___ Records for this exercise
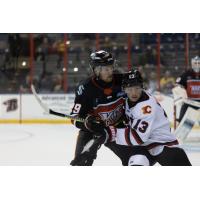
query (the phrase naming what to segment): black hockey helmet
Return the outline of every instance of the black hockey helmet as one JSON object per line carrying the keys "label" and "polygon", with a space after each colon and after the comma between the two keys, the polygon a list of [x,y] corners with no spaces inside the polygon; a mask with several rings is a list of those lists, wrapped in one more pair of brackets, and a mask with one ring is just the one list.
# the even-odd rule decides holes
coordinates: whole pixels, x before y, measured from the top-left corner
{"label": "black hockey helmet", "polygon": [[123,75],[122,88],[131,86],[143,87],[143,78],[138,70],[131,70]]}
{"label": "black hockey helmet", "polygon": [[90,55],[90,66],[94,71],[95,67],[113,65],[114,58],[111,53],[99,50]]}

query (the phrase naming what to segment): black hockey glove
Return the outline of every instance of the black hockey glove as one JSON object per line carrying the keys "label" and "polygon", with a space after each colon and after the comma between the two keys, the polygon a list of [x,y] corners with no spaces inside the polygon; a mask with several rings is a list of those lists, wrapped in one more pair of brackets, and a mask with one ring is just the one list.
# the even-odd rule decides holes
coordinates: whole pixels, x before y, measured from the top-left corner
{"label": "black hockey glove", "polygon": [[84,123],[85,127],[94,133],[102,132],[105,128],[105,123],[94,115],[88,115]]}
{"label": "black hockey glove", "polygon": [[96,132],[93,138],[84,146],[81,154],[76,156],[70,163],[72,166],[91,166],[96,159],[97,151],[102,144],[115,140],[116,129],[104,127],[101,132]]}
{"label": "black hockey glove", "polygon": [[97,151],[106,140],[106,137],[102,134],[101,136],[94,135],[83,148],[81,154],[77,155],[74,160],[71,161],[72,166],[91,166],[94,159],[96,159]]}

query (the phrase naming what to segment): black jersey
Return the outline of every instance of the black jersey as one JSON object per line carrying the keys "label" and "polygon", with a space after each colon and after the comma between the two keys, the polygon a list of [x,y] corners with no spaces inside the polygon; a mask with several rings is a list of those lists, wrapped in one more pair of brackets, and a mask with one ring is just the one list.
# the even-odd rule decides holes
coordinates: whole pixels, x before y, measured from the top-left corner
{"label": "black jersey", "polygon": [[[90,77],[76,89],[72,115],[85,118],[95,115],[107,125],[116,125],[124,114],[124,96],[121,89],[122,74],[114,74],[111,83]],[[77,126],[76,123],[75,125]],[[77,126],[80,128],[81,126]]]}
{"label": "black jersey", "polygon": [[177,78],[176,83],[186,89],[188,98],[200,100],[200,73],[188,70]]}

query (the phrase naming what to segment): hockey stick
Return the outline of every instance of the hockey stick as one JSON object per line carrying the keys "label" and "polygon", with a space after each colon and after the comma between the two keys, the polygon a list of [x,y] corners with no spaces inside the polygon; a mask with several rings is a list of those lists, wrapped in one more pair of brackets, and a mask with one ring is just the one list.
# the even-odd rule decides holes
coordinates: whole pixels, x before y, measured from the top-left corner
{"label": "hockey stick", "polygon": [[59,117],[65,117],[67,119],[73,119],[73,120],[76,120],[76,121],[79,121],[79,122],[84,122],[85,120],[83,118],[79,118],[77,116],[72,116],[72,115],[67,115],[67,114],[63,114],[63,113],[60,113],[60,112],[56,112],[50,108],[48,108],[48,106],[46,104],[44,104],[41,99],[39,98],[37,92],[35,91],[35,87],[33,84],[31,84],[31,91],[33,93],[33,95],[35,96],[37,102],[40,104],[40,106],[43,108],[43,110],[45,111],[45,113],[47,114],[52,114],[52,115],[56,115],[56,116],[59,116]]}

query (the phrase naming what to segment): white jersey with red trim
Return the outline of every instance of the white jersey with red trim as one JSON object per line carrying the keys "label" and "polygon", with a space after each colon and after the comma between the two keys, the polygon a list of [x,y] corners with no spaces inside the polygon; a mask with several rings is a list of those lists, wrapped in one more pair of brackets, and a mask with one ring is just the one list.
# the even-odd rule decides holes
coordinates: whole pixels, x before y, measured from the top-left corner
{"label": "white jersey with red trim", "polygon": [[146,146],[152,155],[161,153],[164,146],[178,144],[165,111],[146,91],[135,104],[127,99],[125,108],[129,128],[117,130],[118,144]]}

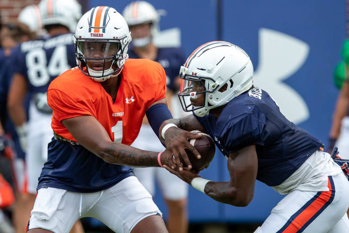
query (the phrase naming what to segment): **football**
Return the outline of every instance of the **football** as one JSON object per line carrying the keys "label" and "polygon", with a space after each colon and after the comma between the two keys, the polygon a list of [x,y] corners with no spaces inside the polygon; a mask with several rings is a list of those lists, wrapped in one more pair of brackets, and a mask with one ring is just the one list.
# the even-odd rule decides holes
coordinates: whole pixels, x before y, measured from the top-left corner
{"label": "football", "polygon": [[[203,135],[200,138],[190,139],[189,141],[200,153],[201,159],[197,159],[191,151],[185,149],[185,152],[188,155],[189,160],[191,163],[192,166],[191,169],[197,171],[203,169],[209,164],[214,157],[216,149],[213,140],[208,135],[197,130],[191,131],[191,133],[199,133]],[[183,163],[184,166],[185,166],[185,164],[181,158],[180,162]]]}

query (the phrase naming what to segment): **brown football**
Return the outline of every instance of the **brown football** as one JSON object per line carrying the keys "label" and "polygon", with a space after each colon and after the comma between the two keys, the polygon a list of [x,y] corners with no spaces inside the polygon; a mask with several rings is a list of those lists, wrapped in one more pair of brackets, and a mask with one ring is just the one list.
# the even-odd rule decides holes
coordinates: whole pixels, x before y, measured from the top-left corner
{"label": "brown football", "polygon": [[[197,159],[196,157],[188,149],[185,149],[185,152],[188,155],[189,160],[191,163],[192,170],[199,171],[203,169],[211,162],[214,157],[216,148],[214,146],[213,140],[207,134],[200,131],[195,130],[192,133],[199,133],[202,134],[203,136],[200,138],[190,139],[189,142],[194,146],[201,155],[201,159]],[[185,163],[180,158],[184,166]]]}

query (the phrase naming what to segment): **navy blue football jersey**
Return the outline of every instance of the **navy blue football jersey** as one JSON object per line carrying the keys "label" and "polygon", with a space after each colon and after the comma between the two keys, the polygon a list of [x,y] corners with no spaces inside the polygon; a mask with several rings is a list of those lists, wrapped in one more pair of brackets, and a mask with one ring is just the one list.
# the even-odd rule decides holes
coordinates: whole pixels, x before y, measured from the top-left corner
{"label": "navy blue football jersey", "polygon": [[24,42],[14,48],[11,55],[13,73],[27,81],[28,92],[38,110],[50,113],[46,92],[51,81],[76,66],[75,50],[71,33]]}
{"label": "navy blue football jersey", "polygon": [[[5,56],[3,50],[0,50],[0,119],[2,127],[6,133],[9,133],[14,143],[14,149],[17,158],[24,159],[25,154],[19,145],[19,141],[15,131],[14,124],[11,120],[7,111],[7,99],[8,90],[11,83],[13,71],[11,67],[10,57]],[[29,96],[28,95],[24,102],[27,116],[29,107]]]}
{"label": "navy blue football jersey", "polygon": [[52,187],[94,193],[135,175],[129,167],[107,163],[82,146],[60,142],[54,138],[48,144],[47,156],[37,190]]}
{"label": "navy blue football jersey", "polygon": [[[128,54],[130,58],[140,58],[132,50],[132,46],[129,50]],[[176,92],[177,87],[175,86],[174,80],[179,73],[180,66],[185,62],[182,49],[176,47],[159,48],[158,56],[155,61],[160,63],[165,70],[167,88]]]}
{"label": "navy blue football jersey", "polygon": [[231,100],[216,119],[194,114],[214,139],[223,154],[256,145],[257,179],[269,186],[281,184],[322,142],[280,112],[266,91],[254,88]]}

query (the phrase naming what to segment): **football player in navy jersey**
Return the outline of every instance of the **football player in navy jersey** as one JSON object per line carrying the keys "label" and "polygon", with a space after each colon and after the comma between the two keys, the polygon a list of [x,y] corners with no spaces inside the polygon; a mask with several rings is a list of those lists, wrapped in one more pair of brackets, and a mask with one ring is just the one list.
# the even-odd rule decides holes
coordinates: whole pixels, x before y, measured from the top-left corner
{"label": "football player in navy jersey", "polygon": [[[179,102],[177,104],[171,104],[174,100],[178,101],[176,95],[174,94],[179,88],[179,67],[185,61],[181,48],[159,47],[155,44],[155,37],[159,32],[160,16],[150,3],[145,1],[133,1],[126,6],[123,15],[132,35],[128,52],[130,58],[150,59],[161,64],[166,72],[166,98],[169,107],[173,115],[181,116],[183,113],[181,108],[175,108],[179,107]],[[172,107],[174,107],[174,109]],[[149,143],[149,141],[152,141],[152,143]],[[132,146],[151,151],[165,150],[146,117]],[[161,168],[134,168],[133,171],[153,197],[155,195],[155,180],[159,184],[168,207],[167,226],[169,231],[172,233],[187,232],[187,184]]]}
{"label": "football player in navy jersey", "polygon": [[[12,175],[13,179],[11,180],[13,181],[13,187],[16,191],[15,192],[16,202],[12,212],[12,219],[15,230],[18,233],[24,232],[27,221],[23,220],[23,218],[27,218],[29,214],[29,208],[26,208],[25,207],[27,203],[26,201],[27,196],[24,193],[25,154],[20,148],[18,136],[13,123],[9,119],[8,112],[6,110],[6,105],[12,74],[12,70],[10,68],[10,55],[12,49],[14,46],[20,42],[33,39],[34,36],[34,33],[30,31],[29,28],[26,25],[15,21],[3,25],[0,32],[0,37],[1,38],[1,44],[2,47],[0,50],[0,61],[1,61],[0,62],[1,64],[0,66],[0,109],[1,109],[0,111],[0,119],[1,123],[3,124],[3,130],[6,134],[5,136],[4,135],[1,136],[1,133],[0,132],[0,138],[4,140],[3,141],[5,143],[4,145],[12,145],[12,150],[7,151],[15,152],[15,158],[13,154],[10,155],[11,159],[10,161],[12,163],[12,166],[10,166],[7,164],[6,167],[8,167],[9,169],[13,169],[13,171],[8,171],[11,175],[13,174]],[[27,110],[27,99],[24,102],[26,110]],[[11,141],[13,141],[13,143]],[[3,169],[1,172],[4,172],[5,171]],[[26,215],[23,214],[25,213],[25,210],[26,210]]]}
{"label": "football player in navy jersey", "polygon": [[[165,121],[168,149],[180,146],[182,129],[214,139],[230,180],[217,182],[166,167],[216,201],[238,207],[252,201],[256,180],[287,195],[256,233],[349,232],[349,182],[322,143],[288,121],[265,91],[253,85],[247,54],[224,41],[197,48],[181,67],[178,96],[193,114]],[[178,160],[174,155],[174,159]]]}
{"label": "football player in navy jersey", "polygon": [[[27,223],[35,199],[38,178],[47,161],[47,144],[53,136],[52,109],[47,104],[46,93],[52,80],[76,65],[70,32],[81,16],[81,6],[75,0],[42,0],[38,6],[48,36],[13,48],[10,58],[13,76],[7,100],[8,113],[20,146],[26,152],[28,198],[26,219],[23,221]],[[27,95],[30,96],[27,122],[23,105]],[[81,232],[82,226],[78,225],[77,231]]]}

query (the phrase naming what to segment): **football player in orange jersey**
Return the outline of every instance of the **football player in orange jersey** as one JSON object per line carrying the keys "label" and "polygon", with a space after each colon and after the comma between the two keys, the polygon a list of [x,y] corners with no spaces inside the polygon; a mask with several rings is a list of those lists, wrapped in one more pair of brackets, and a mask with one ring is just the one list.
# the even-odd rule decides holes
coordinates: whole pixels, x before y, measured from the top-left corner
{"label": "football player in orange jersey", "polygon": [[[182,169],[173,156],[180,154],[190,168],[184,149],[162,153],[129,146],[145,114],[157,134],[172,118],[165,71],[150,60],[127,60],[131,34],[113,8],[97,6],[86,13],[73,38],[78,67],[55,78],[47,91],[54,138],[28,232],[67,232],[85,217],[116,232],[167,232],[151,196],[126,166]],[[199,157],[187,139],[200,135],[182,134],[182,148]]]}

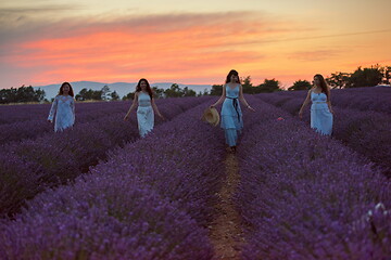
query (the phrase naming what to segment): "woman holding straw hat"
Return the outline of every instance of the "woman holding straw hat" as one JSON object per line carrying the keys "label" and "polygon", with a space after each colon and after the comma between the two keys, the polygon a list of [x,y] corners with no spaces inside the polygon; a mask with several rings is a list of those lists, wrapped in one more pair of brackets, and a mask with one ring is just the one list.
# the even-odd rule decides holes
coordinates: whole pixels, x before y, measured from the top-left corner
{"label": "woman holding straw hat", "polygon": [[227,75],[226,83],[223,86],[222,96],[216,103],[211,105],[211,108],[214,108],[224,102],[222,107],[220,127],[225,131],[226,143],[232,153],[236,152],[238,132],[240,133],[243,128],[242,112],[238,100],[244,104],[247,108],[255,112],[243,96],[243,89],[240,84],[238,72],[231,69]]}
{"label": "woman holding straw hat", "polygon": [[129,119],[133,109],[137,108],[137,122],[141,138],[151,132],[154,126],[154,113],[157,114],[163,120],[165,119],[159,112],[157,106],[153,99],[152,89],[147,79],[142,78],[136,86],[135,99],[131,103],[129,110],[126,113],[124,120]]}

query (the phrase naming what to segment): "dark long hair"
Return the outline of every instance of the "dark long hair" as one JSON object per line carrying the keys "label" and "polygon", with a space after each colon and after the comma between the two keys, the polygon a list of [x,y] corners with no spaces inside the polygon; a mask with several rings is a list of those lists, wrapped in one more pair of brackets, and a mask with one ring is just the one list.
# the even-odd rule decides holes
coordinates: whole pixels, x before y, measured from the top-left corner
{"label": "dark long hair", "polygon": [[73,93],[73,88],[72,88],[72,86],[71,86],[68,82],[63,82],[63,83],[61,84],[61,87],[60,87],[60,91],[59,91],[59,95],[64,94],[64,90],[63,90],[63,88],[64,88],[64,86],[65,86],[65,84],[70,86],[68,95],[71,95],[71,96],[73,98],[73,96],[74,96],[74,93]]}
{"label": "dark long hair", "polygon": [[324,76],[321,76],[320,74],[316,74],[314,76],[314,78],[318,78],[319,81],[320,81],[320,89],[321,89],[321,92],[325,93],[327,95],[327,99],[329,98],[329,93],[330,93],[330,90],[329,88],[327,87],[327,83],[326,83],[326,80],[324,78]]}
{"label": "dark long hair", "polygon": [[147,83],[147,92],[148,94],[151,96],[151,100],[153,99],[153,92],[152,92],[152,89],[151,89],[151,86],[149,84],[148,80],[142,78],[139,80],[139,82],[137,83],[136,86],[136,92],[140,92],[141,91],[141,81],[146,81]]}
{"label": "dark long hair", "polygon": [[237,81],[237,83],[240,83],[239,74],[238,74],[238,72],[237,72],[237,70],[235,70],[235,69],[231,69],[231,70],[228,73],[228,75],[227,75],[227,79],[226,79],[226,83],[229,83],[229,82],[230,82],[230,77],[231,77],[232,75],[235,75],[235,76],[237,76],[237,77],[238,77],[238,81]]}

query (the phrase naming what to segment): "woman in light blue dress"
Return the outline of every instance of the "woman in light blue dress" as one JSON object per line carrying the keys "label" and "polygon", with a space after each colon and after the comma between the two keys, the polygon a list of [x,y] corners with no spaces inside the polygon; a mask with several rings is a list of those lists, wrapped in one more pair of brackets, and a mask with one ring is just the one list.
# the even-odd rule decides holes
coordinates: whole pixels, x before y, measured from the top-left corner
{"label": "woman in light blue dress", "polygon": [[[136,93],[134,102],[129,110],[126,113],[124,120],[129,118],[129,115],[135,107],[137,107],[137,122],[138,129],[141,138],[144,138],[146,134],[152,131],[154,126],[154,113],[157,114],[163,120],[164,117],[159,112],[157,106],[153,99],[152,89],[147,79],[142,78],[136,86]],[[154,112],[154,113],[153,113]]]}
{"label": "woman in light blue dress", "polygon": [[303,117],[304,107],[312,102],[311,105],[311,128],[320,134],[331,135],[332,133],[332,109],[330,103],[330,89],[325,78],[317,74],[314,76],[314,87],[300,108],[299,116]]}
{"label": "woman in light blue dress", "polygon": [[225,132],[226,144],[232,153],[236,152],[238,133],[240,134],[243,128],[242,112],[239,101],[244,104],[247,108],[255,112],[243,96],[243,89],[240,84],[238,72],[232,69],[227,75],[226,83],[223,86],[222,96],[216,103],[211,105],[211,107],[215,107],[224,102],[222,107],[220,127]]}
{"label": "woman in light blue dress", "polygon": [[74,92],[68,82],[63,82],[60,87],[59,94],[54,98],[51,106],[48,121],[54,122],[54,131],[63,131],[75,123],[75,100]]}

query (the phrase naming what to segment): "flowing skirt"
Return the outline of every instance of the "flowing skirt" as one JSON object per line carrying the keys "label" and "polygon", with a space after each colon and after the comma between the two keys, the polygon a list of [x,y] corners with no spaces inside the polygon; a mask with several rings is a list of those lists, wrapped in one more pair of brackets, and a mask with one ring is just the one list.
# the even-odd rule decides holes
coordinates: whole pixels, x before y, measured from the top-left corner
{"label": "flowing skirt", "polygon": [[311,109],[311,128],[320,134],[331,135],[332,114],[327,108]]}
{"label": "flowing skirt", "polygon": [[139,106],[137,108],[137,122],[141,138],[153,129],[154,114],[152,106]]}
{"label": "flowing skirt", "polygon": [[238,104],[236,109],[231,99],[226,99],[223,103],[220,127],[225,132],[226,144],[228,146],[236,146],[238,134],[240,134],[243,128],[243,119],[240,105]]}

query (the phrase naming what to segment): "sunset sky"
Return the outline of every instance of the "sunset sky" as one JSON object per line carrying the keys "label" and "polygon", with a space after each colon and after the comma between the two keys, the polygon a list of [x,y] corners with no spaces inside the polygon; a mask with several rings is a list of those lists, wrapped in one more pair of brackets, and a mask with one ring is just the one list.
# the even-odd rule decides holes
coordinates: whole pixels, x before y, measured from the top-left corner
{"label": "sunset sky", "polygon": [[62,81],[283,87],[391,65],[390,0],[2,0],[0,88]]}

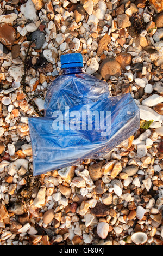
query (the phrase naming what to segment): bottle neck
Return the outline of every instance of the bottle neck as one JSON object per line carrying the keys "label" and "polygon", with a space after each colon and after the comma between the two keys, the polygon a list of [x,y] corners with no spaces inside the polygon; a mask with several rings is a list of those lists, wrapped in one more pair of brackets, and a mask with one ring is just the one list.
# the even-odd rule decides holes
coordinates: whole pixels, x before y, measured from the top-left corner
{"label": "bottle neck", "polygon": [[83,68],[82,67],[64,68],[63,74],[64,75],[67,75],[67,74],[80,73],[82,72],[82,69]]}

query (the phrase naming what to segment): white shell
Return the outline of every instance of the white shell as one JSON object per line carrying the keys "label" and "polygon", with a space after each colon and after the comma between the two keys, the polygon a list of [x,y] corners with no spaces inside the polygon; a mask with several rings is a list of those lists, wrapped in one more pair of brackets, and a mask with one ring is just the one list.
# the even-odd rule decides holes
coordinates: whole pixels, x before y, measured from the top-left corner
{"label": "white shell", "polygon": [[97,224],[97,233],[98,235],[105,239],[109,232],[109,224],[106,222],[99,222]]}
{"label": "white shell", "polygon": [[131,235],[131,240],[136,245],[143,245],[147,240],[147,235],[144,232],[136,232]]}
{"label": "white shell", "polygon": [[5,96],[4,96],[4,97],[2,98],[1,101],[3,105],[10,105],[11,102],[10,98]]}
{"label": "white shell", "polygon": [[14,88],[14,89],[18,89],[21,86],[21,83],[20,82],[16,82],[16,81],[14,81],[12,84],[12,87]]}

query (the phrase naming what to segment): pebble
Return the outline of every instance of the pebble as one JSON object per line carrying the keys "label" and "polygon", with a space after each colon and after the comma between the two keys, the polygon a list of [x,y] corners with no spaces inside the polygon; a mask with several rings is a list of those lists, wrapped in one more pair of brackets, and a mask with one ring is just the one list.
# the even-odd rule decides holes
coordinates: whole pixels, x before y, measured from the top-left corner
{"label": "pebble", "polygon": [[153,36],[153,39],[155,42],[159,42],[161,40],[161,38],[163,37],[163,29],[160,28],[157,29],[156,32]]}
{"label": "pebble", "polygon": [[108,236],[109,232],[109,224],[106,222],[98,222],[97,227],[97,233],[98,235],[105,239]]}
{"label": "pebble", "polygon": [[55,47],[51,49],[46,49],[43,51],[43,56],[46,59],[52,63],[55,64],[57,62],[58,51]]}
{"label": "pebble", "polygon": [[16,31],[14,27],[4,23],[0,24],[0,41],[5,46],[12,46],[15,40]]}
{"label": "pebble", "polygon": [[126,172],[129,176],[131,176],[137,174],[138,167],[136,165],[130,165],[123,169],[123,172]]}
{"label": "pebble", "polygon": [[34,49],[40,49],[42,47],[45,41],[45,34],[39,30],[34,31],[31,34],[31,40],[34,41],[36,45]]}
{"label": "pebble", "polygon": [[160,121],[162,123],[162,120],[161,116],[156,113],[152,109],[146,106],[139,105],[140,110],[140,118],[143,120],[149,121],[153,120],[155,121]]}
{"label": "pebble", "polygon": [[[90,1],[88,1],[90,2]],[[111,37],[108,33],[105,34],[104,37],[98,42],[97,55],[100,56],[104,51],[108,49],[108,44],[111,41]]]}
{"label": "pebble", "polygon": [[163,93],[163,83],[161,81],[156,82],[153,85],[153,90],[158,92],[159,93]]}
{"label": "pebble", "polygon": [[4,14],[0,16],[0,23],[5,23],[13,25],[13,22],[17,18],[17,14],[12,13],[11,14]]}
{"label": "pebble", "polygon": [[155,130],[159,136],[163,136],[163,126],[156,128]]}
{"label": "pebble", "polygon": [[117,23],[120,27],[126,28],[131,25],[128,16],[127,14],[121,14],[117,16]]}
{"label": "pebble", "polygon": [[27,32],[33,32],[37,30],[38,27],[34,23],[29,23],[26,25],[26,29]]}
{"label": "pebble", "polygon": [[90,64],[86,69],[86,73],[89,75],[92,75],[99,68],[99,64],[95,58],[92,58]]}
{"label": "pebble", "polygon": [[147,84],[145,87],[145,92],[151,94],[153,92],[153,85],[151,84]]}
{"label": "pebble", "polygon": [[163,14],[162,13],[158,14],[155,18],[155,22],[156,27],[159,28],[163,27]]}
{"label": "pebble", "polygon": [[13,59],[17,58],[20,55],[20,46],[18,44],[14,45],[11,49],[11,54]]}
{"label": "pebble", "polygon": [[[162,243],[163,7],[131,2],[1,2],[1,245]],[[60,55],[76,52],[110,97],[131,93],[153,121],[103,157],[33,176],[28,117],[43,115]]]}
{"label": "pebble", "polygon": [[35,23],[39,20],[35,5],[32,0],[28,0],[24,4],[21,5],[20,10],[26,19],[31,22]]}
{"label": "pebble", "polygon": [[152,186],[152,181],[150,178],[146,178],[142,181],[146,189],[148,192]]}
{"label": "pebble", "polygon": [[146,86],[146,82],[141,78],[135,78],[135,82],[142,88],[145,88]]}
{"label": "pebble", "polygon": [[137,144],[137,155],[140,158],[145,157],[147,153],[147,147],[145,144]]}
{"label": "pebble", "polygon": [[126,69],[127,67],[130,66],[131,64],[132,56],[129,53],[121,52],[118,55],[116,59],[119,62],[122,69],[124,70],[125,69]]}
{"label": "pebble", "polygon": [[136,218],[138,219],[142,219],[146,212],[146,210],[141,205],[138,205],[136,208]]}
{"label": "pebble", "polygon": [[54,217],[54,210],[50,209],[46,211],[43,216],[43,221],[45,224],[48,224]]}
{"label": "pebble", "polygon": [[163,103],[157,104],[154,108],[154,110],[160,115],[163,115]]}
{"label": "pebble", "polygon": [[116,59],[108,58],[102,62],[99,72],[104,79],[108,80],[111,76],[120,76],[122,74],[122,68]]}
{"label": "pebble", "polygon": [[84,8],[85,11],[86,11],[89,15],[91,15],[92,14],[93,10],[93,2],[91,0],[87,1],[84,4],[83,8]]}
{"label": "pebble", "polygon": [[93,208],[91,208],[91,213],[96,217],[105,217],[109,214],[109,207],[101,203],[96,203]]}
{"label": "pebble", "polygon": [[163,97],[158,94],[153,94],[141,102],[142,105],[147,106],[156,106],[163,102]]}
{"label": "pebble", "polygon": [[99,161],[89,166],[89,175],[93,181],[96,181],[102,177],[103,174],[101,173],[101,170],[105,162],[105,160]]}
______
== Short task ==
Rewrite the lines from the start of the rows through the line containing "Return the outline of every instance of the black hockey helmet" as a JSON list of strings, one string per line, leaving out blank lines and the pictures.

== Result below ==
[
  "query (the phrase naming what to segment): black hockey helmet",
  "Return the outline of every instance of the black hockey helmet as one JSON object per line carrying the keys \"label\" and \"polygon\", with a space after each colon and after the comma between the two keys, the polygon a list of [x,y] corners with no spaces inside the polygon; a mask with several rings is a list of those lists, wrapped in one more pair of brackets, and a mask with one ring is just the one list."
]